▶ **SOURCE RECORDS**

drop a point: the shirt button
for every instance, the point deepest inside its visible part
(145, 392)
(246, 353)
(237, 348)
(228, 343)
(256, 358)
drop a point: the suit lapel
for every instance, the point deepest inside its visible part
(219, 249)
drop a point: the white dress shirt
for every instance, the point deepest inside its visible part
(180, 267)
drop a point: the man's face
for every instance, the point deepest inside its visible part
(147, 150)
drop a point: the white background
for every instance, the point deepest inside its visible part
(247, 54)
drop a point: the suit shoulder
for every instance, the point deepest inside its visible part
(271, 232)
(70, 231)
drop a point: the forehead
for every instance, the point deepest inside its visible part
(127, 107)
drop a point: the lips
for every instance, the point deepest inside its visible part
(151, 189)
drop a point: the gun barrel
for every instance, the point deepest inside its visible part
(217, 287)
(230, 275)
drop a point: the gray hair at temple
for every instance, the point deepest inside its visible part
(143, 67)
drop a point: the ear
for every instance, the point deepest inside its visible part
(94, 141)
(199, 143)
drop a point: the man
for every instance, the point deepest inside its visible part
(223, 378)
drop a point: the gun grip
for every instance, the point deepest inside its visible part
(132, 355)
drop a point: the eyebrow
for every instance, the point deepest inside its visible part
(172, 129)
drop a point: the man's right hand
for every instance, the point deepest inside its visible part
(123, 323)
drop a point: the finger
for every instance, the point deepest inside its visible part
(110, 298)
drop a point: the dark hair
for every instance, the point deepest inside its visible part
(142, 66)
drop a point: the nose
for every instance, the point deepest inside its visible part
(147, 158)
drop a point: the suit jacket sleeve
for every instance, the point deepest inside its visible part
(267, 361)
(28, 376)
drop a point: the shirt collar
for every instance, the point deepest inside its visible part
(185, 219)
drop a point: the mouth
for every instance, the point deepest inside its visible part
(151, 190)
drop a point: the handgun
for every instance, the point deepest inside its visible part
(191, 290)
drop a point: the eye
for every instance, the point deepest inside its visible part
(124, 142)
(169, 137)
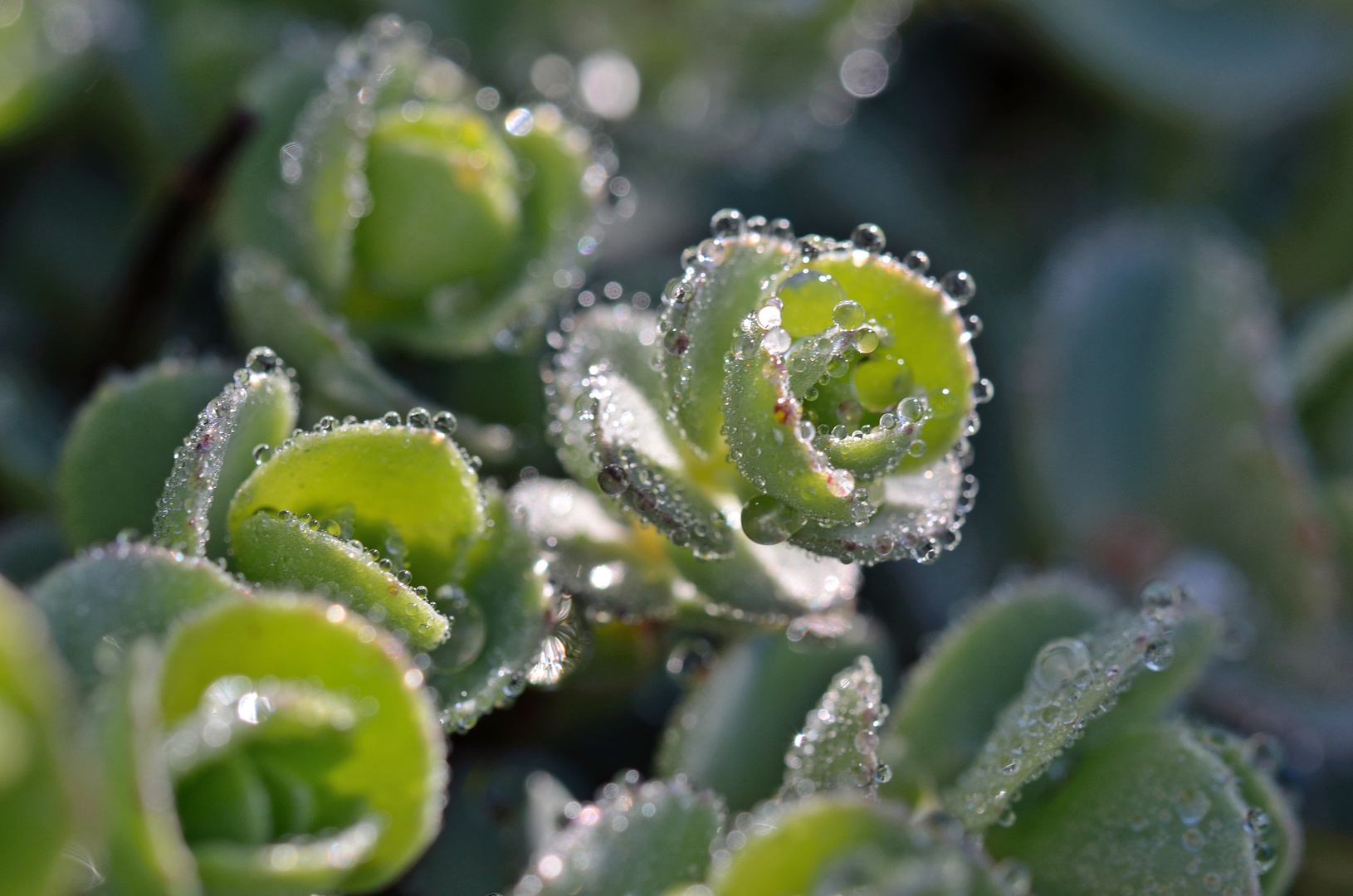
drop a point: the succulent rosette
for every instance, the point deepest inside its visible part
(421, 207)
(792, 397)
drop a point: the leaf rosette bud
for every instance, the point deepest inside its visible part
(423, 207)
(837, 378)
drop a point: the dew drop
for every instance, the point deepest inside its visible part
(960, 285)
(770, 522)
(869, 236)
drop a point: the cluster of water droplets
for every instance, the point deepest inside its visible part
(180, 522)
(838, 747)
(597, 837)
(1071, 683)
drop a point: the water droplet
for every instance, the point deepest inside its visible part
(770, 522)
(727, 222)
(612, 480)
(960, 285)
(444, 422)
(676, 342)
(777, 341)
(812, 287)
(1159, 655)
(263, 360)
(1060, 661)
(869, 236)
(916, 261)
(848, 314)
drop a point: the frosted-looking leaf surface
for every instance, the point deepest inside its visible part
(838, 747)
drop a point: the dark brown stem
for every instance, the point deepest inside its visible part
(148, 285)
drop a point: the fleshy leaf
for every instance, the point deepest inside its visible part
(259, 407)
(99, 603)
(838, 747)
(270, 305)
(38, 794)
(732, 732)
(1155, 806)
(700, 318)
(501, 616)
(146, 852)
(953, 696)
(405, 491)
(917, 517)
(1071, 681)
(294, 553)
(837, 844)
(120, 449)
(636, 838)
(395, 767)
(1269, 816)
(614, 567)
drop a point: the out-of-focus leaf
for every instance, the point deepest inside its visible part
(259, 407)
(1071, 683)
(38, 796)
(953, 696)
(120, 446)
(408, 492)
(636, 838)
(732, 732)
(1245, 66)
(99, 603)
(501, 615)
(1151, 806)
(289, 553)
(1116, 442)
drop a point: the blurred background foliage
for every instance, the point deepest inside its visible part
(1155, 199)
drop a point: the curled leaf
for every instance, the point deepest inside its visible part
(406, 491)
(259, 407)
(120, 448)
(99, 603)
(838, 747)
(294, 553)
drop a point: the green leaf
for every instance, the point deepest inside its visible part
(40, 801)
(294, 553)
(259, 407)
(1071, 683)
(953, 696)
(146, 853)
(501, 616)
(841, 842)
(636, 838)
(732, 732)
(1153, 807)
(99, 603)
(838, 747)
(395, 767)
(1118, 451)
(120, 449)
(700, 318)
(409, 492)
(1269, 816)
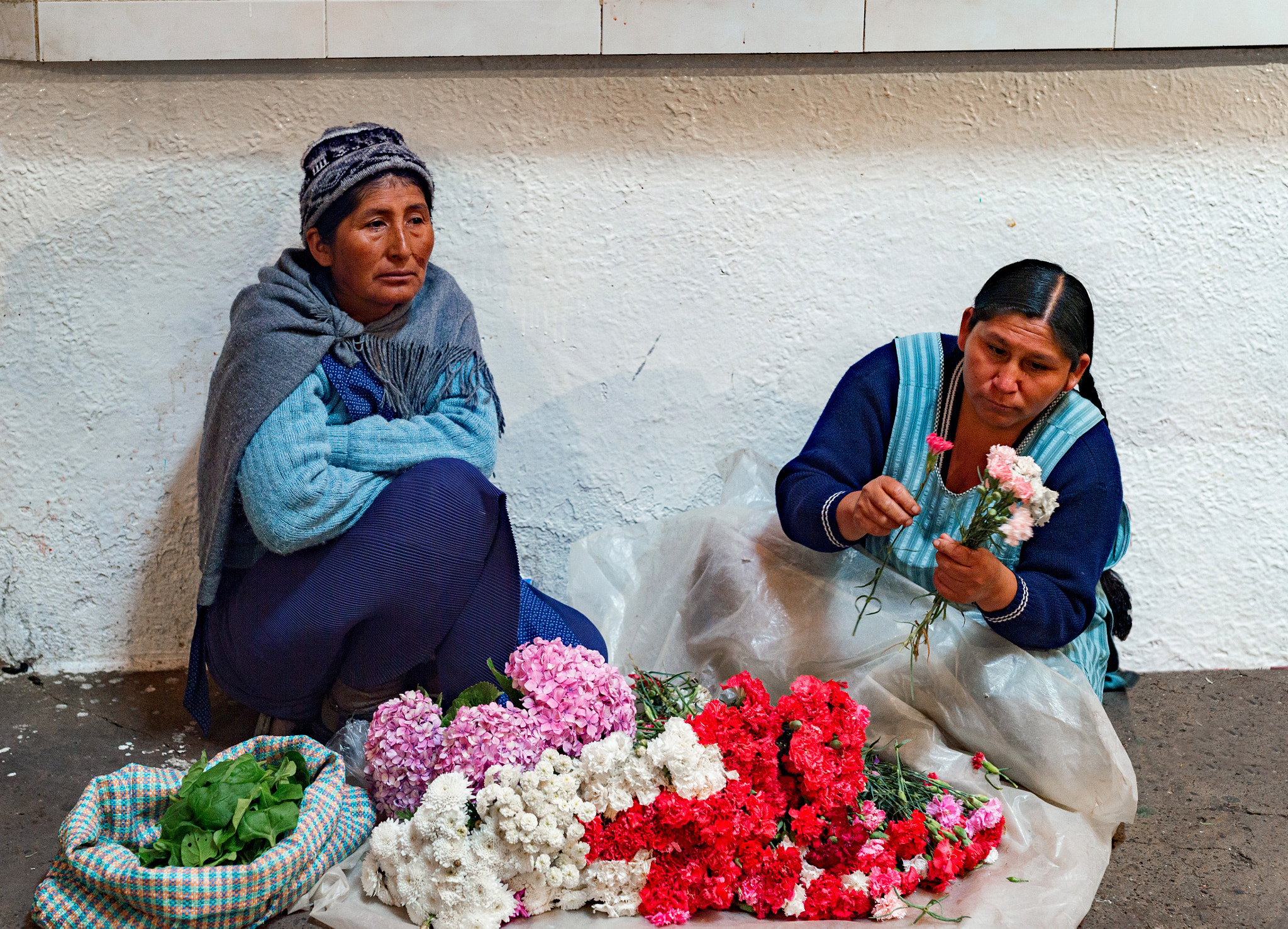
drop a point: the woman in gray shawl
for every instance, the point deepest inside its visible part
(352, 545)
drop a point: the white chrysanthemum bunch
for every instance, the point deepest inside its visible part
(538, 816)
(432, 866)
(616, 774)
(614, 886)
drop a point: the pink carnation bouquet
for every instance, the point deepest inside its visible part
(1013, 500)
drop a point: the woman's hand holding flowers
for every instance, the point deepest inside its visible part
(965, 575)
(882, 506)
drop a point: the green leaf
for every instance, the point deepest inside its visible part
(475, 695)
(243, 806)
(284, 817)
(289, 791)
(177, 813)
(506, 686)
(213, 807)
(302, 768)
(197, 848)
(245, 770)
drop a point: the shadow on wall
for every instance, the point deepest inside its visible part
(564, 487)
(113, 312)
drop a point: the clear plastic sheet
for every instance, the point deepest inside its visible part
(350, 742)
(720, 589)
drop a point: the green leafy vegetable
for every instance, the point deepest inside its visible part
(230, 813)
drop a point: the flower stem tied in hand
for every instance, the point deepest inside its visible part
(1011, 503)
(936, 446)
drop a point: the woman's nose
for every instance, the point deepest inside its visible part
(1006, 381)
(398, 243)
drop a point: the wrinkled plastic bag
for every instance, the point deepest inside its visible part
(350, 742)
(721, 589)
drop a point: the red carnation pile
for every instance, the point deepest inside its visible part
(795, 834)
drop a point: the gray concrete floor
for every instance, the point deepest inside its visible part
(1208, 847)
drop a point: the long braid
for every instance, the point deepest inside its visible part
(1087, 388)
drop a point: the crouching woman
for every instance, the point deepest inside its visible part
(1015, 374)
(352, 544)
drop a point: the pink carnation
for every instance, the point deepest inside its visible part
(1001, 459)
(985, 817)
(482, 736)
(1019, 527)
(575, 696)
(938, 446)
(1019, 487)
(673, 916)
(402, 747)
(882, 881)
(947, 811)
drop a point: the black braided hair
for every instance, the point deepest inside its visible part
(1042, 290)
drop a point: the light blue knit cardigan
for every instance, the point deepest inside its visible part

▶ **WHAT IS EXPECTED**
Rewrite all the material above as a numbered list with blank lines left out. Leave out the pictures.

▶ **SOLUTION**
1. drop a point: the shirt button
2. for every instance, the point deepest inside its visible part
3. (145, 392)
4. (246, 353)
5. (237, 348)
6. (228, 343)
7. (256, 358)
8. drop a point: the suit lapel
9. for every instance, the point deepest inside its visible part
10. (219, 249)
11. drop a point: the white dress shirt
12. for every instance, the point deepest inside its visible part
13. (180, 267)
14. drop a point: the man's face
15. for every instance, the point deepest inside its visible part
16. (147, 150)
17. drop a point: the white background
18. for every instance, the point deepest inside its visible part
19. (247, 54)
20. drop a point: the suit shoulder
21. for every instance, the point deepest inside its visible part
22. (271, 232)
23. (70, 231)
24. drop a point: the forehead
25. for every instance, the point deepest inside its visible part
26. (127, 107)
27. drop a point: the lips
28. for every instance, the point deepest inside its visible part
29. (151, 189)
30. drop a point: the gun barrel
31. for every instance, the point deepest inside its visible part
32. (217, 287)
33. (230, 275)
34. drop a point: the gray hair at temple
35. for every instance, the point deepest inside its visible part
36. (143, 67)
37. drop a point: the ear
38. for every instance, the point deepest inside its visible part
39. (94, 141)
40. (199, 143)
41. drop a point: the man
42. for every instance, the point deepest inside its visible part
43. (223, 378)
44. drop a point: the gun grip
45. for every instance, the point deepest inside its visible part
46. (132, 355)
47. drop a point: the eyebrow
48. for every instance, the point deepest inside its visible part
49. (172, 129)
50. drop a point: the man's right hand
51. for every instance, the point deepest inside its visible part
52. (123, 323)
53. drop a point: the finger
54. for every instance, the point deepest inside its visible part
55. (110, 298)
56. drop a point: the dark hair
57. for every instance, the point deepest inside its visible part
58. (142, 66)
59. drop a point: the nose
60. for every instance, the point deepest inside its visible part
61. (147, 158)
62. drop a point: the suit jacket sleeve
63. for every instance, the point deepest inside its visible part
64. (267, 361)
65. (28, 376)
66. drop a point: the shirt collar
67. for every instance, the point deepest inside its visible part
68. (185, 219)
69. drop a point: the mouth
70. for every instance, the point deepest inside its visible part
71. (151, 190)
72. drop a point: the handgun
73. for every instance, the point deepest inside its visible part
74. (191, 290)
75. drop a point: the eye
76. for every instance, the point deepest inside its visible part
77. (124, 142)
78. (169, 137)
79. drop a point: the succulent rosette
80. for every instance, the point deepest inside its visible part
81. (421, 207)
82. (792, 397)
83. drop a point: the leaf rosette bud
84. for every instance, the point deepest inside its visible part
85. (423, 207)
86. (837, 378)
87. drop a point: the dew drop
88. for every instance, the point deepest inside its visible part
89. (960, 285)
90. (770, 522)
91. (869, 236)
92. drop a point: the cluster of water droplets
93. for every instance, the point deepest inside its visible part
94. (180, 522)
95. (838, 747)
96. (597, 837)
97. (1071, 683)
98. drop a point: the water droplet
99. for every instance, the point deepest inside its visible part
100. (770, 522)
101. (727, 222)
102. (612, 480)
103. (960, 285)
104. (444, 422)
105. (676, 342)
106. (777, 341)
107. (812, 287)
108. (1159, 655)
109. (263, 360)
110. (1060, 661)
111. (869, 236)
112. (916, 261)
113. (848, 314)
114. drop a point: the frosted-looking leaf surface
115. for every instance, the point deepest inside its visible part
116. (838, 747)
117. drop a point: the dark brown stem
118. for every instance, the point deepest inside its visible part
119. (148, 285)
120. drop a point: the fleshy leaf
121. for every instance, the point deepest inside its visible part
122. (259, 407)
123. (99, 603)
124. (838, 747)
125. (270, 305)
126. (38, 794)
127. (732, 732)
128. (1155, 806)
129. (700, 318)
130. (501, 616)
131. (146, 852)
132. (953, 696)
133. (405, 491)
134. (917, 517)
135. (1071, 681)
136. (294, 553)
137. (837, 844)
138. (120, 449)
139. (636, 838)
140. (395, 767)
141. (1269, 816)
142. (614, 567)
143. drop a point: the out-of-focus leaf
144. for every instance, the point deepest inside its visible part
145. (259, 407)
146. (1071, 683)
147. (38, 796)
148. (953, 696)
149. (120, 446)
150. (408, 492)
151. (636, 838)
152. (732, 732)
153. (1245, 66)
154. (99, 603)
155. (501, 615)
156. (1151, 806)
157. (289, 553)
158. (1116, 442)
159. drop a point: the blurred background foliage
160. for every instance, the point deepest inside its visible part
161. (1155, 199)
162. drop a point: the curled leaf
163. for every instance, the point deepest inside its visible part
164. (406, 491)
165. (259, 407)
166. (120, 448)
167. (99, 603)
168. (838, 747)
169. (294, 553)
170. drop a point: the green leaf
171. for every instance, the point deepest inside its visible part
172. (40, 801)
173. (294, 553)
174. (259, 407)
175. (1071, 683)
176. (953, 696)
177. (146, 853)
178. (501, 616)
179. (841, 842)
180. (636, 838)
181. (732, 732)
182. (1153, 807)
183. (99, 603)
184. (838, 747)
185. (395, 767)
186. (1118, 451)
187. (120, 449)
188. (700, 318)
189. (409, 492)
190. (1269, 816)
191. drop a point: the woman in gray shawl
192. for every instance, the point deepest inside its visible part
193. (352, 545)
194. drop a point: the white chrysanthemum bunch
195. for every instance, the point deepest inside its visible part
196. (538, 816)
197. (432, 866)
198. (616, 774)
199. (614, 886)
200. drop a point: the pink carnation bouquet
201. for every instance, the point deepest inside its visible part
202. (1013, 500)
203. drop a point: the woman's hand holding flowers
204. for every instance, the point deepest inside its visible part
205. (965, 575)
206. (882, 506)
207. drop a point: the green leaf
208. for every instance, the point deepest inside its visible part
209. (475, 695)
210. (243, 806)
211. (284, 817)
212. (289, 791)
213. (177, 813)
214. (506, 686)
215. (213, 807)
216. (302, 768)
217. (197, 848)
218. (245, 770)
219. drop a point: the shadow on wall
220. for every instance, the point deepest inside its visible part
221. (564, 487)
222. (113, 312)
223. drop a point: the clear plastic sheet
224. for every instance, the point deepest inside its visible part
225. (350, 742)
226. (720, 589)
227. drop a point: the green leafy vegetable
228. for every instance, the point deepest inside its visible part
229. (230, 813)
230. drop a point: the flower stem tied in hand
231. for every instance, the point deepest inside its visible part
232. (1011, 503)
233. (936, 446)
234. drop a point: the woman's nose
235. for every instance, the point deepest inside its visible part
236. (1006, 381)
237. (398, 243)
238. drop a point: the wrinkled plastic bag
239. for every instance, the point deepest inside its visible part
240. (350, 742)
241. (721, 589)
242. drop a point: the red carnation pile
243. for every instance, the point deepest inside its visible part
244. (795, 834)
245. drop a point: the gray concrete floor
246. for every instance, the point deepest inside its visible part
247. (1208, 847)
248. drop a point: the long braid
249. for every instance, the point deepest inside its visible part
250. (1087, 388)
251. drop a point: the crouching woman
252. for every instance, the point deepest inside its visible part
253. (1015, 374)
254. (352, 544)
255. drop a point: the pink carnation
256. for every instance, the point deepest inside its visible part
257. (1001, 459)
258. (985, 817)
259. (482, 736)
260. (1019, 527)
261. (575, 696)
262. (938, 446)
263. (1019, 487)
264. (673, 916)
265. (402, 747)
266. (882, 881)
267. (947, 811)
268. drop a point: the black braided hair
269. for every instance, the point deepest inside its visible part
270. (1042, 290)
271. drop a point: the light blue knit cardigan
272. for every instance, the point deepest inside its visible part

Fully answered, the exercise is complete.